-- ONDERDELEN OPDRACHT --
1/ Sinds welk jaar bestaat de Vereniging van Zeeschilders volgens de tekst over zeeschilderkunst?
2/ Welke schilders noemt de tekst over zeeschilderkunst als bekende namen uit de tijd rond 1650? Geef ze allemaal.
3/ Pak de tekst over zeeschilderkunst op na de laatste zin en schrijf hem verder.

-- TEKST --
***

De zeeschilderkunst is een vierhonderd jaar oud specialisme van de traditionele Hollandse schilderschool. Het schilderen van schepen en de zee vereiste zowel nautische kennis als een groot artistiek talent. Cécile Bosman onderzocht de achtergrond, opleiding en onderwerpkeuze van de negentiende-eeuwse zeeschilders en beschrijft hoe tegen zeestukken werd aangekeken door de zeeschilders zelf, hun collega-schilders op de kunstenaarsverenigingen, kunsttheoretici en in de kunstkritiek. Uniek!
Reeds rond 1650, was Amsterdam voor zeeschilders van groot belang, want daar huisde de Amsterdamse Admiraliteit. Er waren voor zeeschilders interessante opdrachten te bemachtigen. Er ontstond, naast gewone zeegezichten, veel vraag naar schilderijen die de heldhaftige rol van de Hollandse marinevloot in de zeeoorlogen verbeeldden. Bekende namen uit die tijd zijn Hendrick Vroom, Cornelis van Wieringen en vader en zoon Willem van de Velde de Oudere en Willem van de Velde de Jongere om er een paar te noemen. Werk van deze meesters is in belangrijke musea terug te vinden.
De Vereniging van Zeeschilders bestaat al sinds 1953 en is geworteld in de Koninklijke Marine. Sterker nog, het is de oorsprong en tot op de dag van vandaag is statutair vastgelegd dat er minstens twee leden van de Marine in het bestuur van de vereniging plaats hebben. Het thema zee is natuurlijk al veel ouder in de beeldende kunst. Het zeegezicht is een genre dat, net als het landschap, al op het einde van de 16de eeuw ontstond. De zeegezichten die op het einde van de 16de en aan het begin van de 17de door zeeschilders werden vervaardigd zijn grote decoratieve werken. Het zijn schilderijen van historische maritieme gebeurtenissen zoals bijvoorbeeld de zeeslag om Gibraltar. De opdrachtgevers wilden in hun stadhuizen een tastbare herinnering aan een historische zeeslag.

***

-- GEGEVEN REGELS --
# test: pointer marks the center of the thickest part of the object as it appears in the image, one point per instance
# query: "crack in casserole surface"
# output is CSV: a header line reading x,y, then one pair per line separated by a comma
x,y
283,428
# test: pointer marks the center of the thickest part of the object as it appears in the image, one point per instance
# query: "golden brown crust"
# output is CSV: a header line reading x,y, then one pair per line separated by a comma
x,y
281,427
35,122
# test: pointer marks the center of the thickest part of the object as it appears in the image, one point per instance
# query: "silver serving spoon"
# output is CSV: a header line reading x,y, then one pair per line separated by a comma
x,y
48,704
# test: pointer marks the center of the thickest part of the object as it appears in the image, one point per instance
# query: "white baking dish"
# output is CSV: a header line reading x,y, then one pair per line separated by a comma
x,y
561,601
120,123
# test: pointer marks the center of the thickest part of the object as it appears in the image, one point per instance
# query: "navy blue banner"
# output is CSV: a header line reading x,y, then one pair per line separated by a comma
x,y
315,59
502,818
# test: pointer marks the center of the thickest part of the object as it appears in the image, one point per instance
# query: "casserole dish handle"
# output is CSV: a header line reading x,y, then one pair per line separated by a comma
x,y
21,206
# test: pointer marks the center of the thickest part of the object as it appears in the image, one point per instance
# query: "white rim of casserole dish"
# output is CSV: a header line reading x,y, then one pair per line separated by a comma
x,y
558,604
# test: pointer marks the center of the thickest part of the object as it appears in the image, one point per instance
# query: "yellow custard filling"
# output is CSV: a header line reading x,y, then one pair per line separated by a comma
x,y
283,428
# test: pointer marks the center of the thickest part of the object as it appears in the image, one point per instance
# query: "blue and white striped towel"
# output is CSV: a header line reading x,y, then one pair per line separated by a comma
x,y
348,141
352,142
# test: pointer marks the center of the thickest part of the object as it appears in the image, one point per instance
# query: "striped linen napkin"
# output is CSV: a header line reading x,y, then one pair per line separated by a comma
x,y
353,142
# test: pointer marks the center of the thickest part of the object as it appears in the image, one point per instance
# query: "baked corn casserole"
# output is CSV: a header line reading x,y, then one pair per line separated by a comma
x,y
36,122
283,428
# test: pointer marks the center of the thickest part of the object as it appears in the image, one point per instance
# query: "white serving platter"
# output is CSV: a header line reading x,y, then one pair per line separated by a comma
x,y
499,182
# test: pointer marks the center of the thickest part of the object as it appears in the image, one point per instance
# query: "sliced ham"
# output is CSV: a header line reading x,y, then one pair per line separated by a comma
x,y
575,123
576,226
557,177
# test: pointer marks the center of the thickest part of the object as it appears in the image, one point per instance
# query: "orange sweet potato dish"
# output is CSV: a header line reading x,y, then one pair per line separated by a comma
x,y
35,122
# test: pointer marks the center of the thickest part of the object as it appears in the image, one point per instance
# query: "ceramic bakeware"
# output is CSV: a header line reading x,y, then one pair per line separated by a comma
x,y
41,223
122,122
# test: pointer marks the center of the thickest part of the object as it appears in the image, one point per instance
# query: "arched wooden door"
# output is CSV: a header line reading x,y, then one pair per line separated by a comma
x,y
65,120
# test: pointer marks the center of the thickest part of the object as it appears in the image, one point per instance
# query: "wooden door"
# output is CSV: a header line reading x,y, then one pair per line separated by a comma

***

-- VERWACHTE ANTWOORDEN --
1/ Sinds 1953.

2/ Hendrick Vroom, Cornelis van Wieringen, Willem van de Velde de Oudere en Willem van de Velde de Jongere.

3/
Nu blijkt dat zeeschilderkunst in Nederlandse kunstkringen gedurende de hele 19de eeuw werd gezien als een vehikel voor vaderlandsliefde. Deze vorm van cultuurnationalisme was gestoeld op de historische verbondenheid van het land met het water en vooral op een verheerlijking van Nederland als zeevarende natie. Een hardnekkige mythe die nu onderwerp is van verhitte maatschappelijke discussies. Dit fraai geïllustreerde boek vult een leemte in de kunst- en cultuurhistorische kennis over de zeeschilderkunst en biedt tegelijk een verhelderende blik op de nog altijd invloedrijke 19de eeuw.
Dit boek bevat een grondige kennismaking met de Nederlandse 19de eeuwse zeeschilderkunst, compleet met een referentielijst van zeeschilders, dat een nieuw overzicht is van de werkelijke specialisten in het genre in dit tijdvak. Het is de handelseditie van het proefschrift waarop Cécile Bosman in 2021 promoveerde aan de Universiteit Leiden. Centraal staat de vraag hoe de zeeschilderkunst werd gezien in de eigen tijd, een aspect dat essentieel is voor een goed begrip ervan. Nieuwe onderzoeksgebieden hierbij zijn de kunstenaarsverenigingen en de kunstkritiek.
In de loop van het onderzoek bleek dat de zeeschilderkunst in de 19de eeuwse kunstwereld werd geassocieerd met een gevoel van nationale saamhorigheid. Het is dus, behalve in de beeldende kunst als een traditioneel Hollands schildergenre, ook van betekenis geweest in de bredere context van het cultuurhistorische besef en het nationalisme in deze periode. Voor het eerst is onderzocht of en op welke wijze de zeeschilderkunst een bijdrage heeft geleverd aan de ontwikkeling van de Nederlandse nationale identiteit.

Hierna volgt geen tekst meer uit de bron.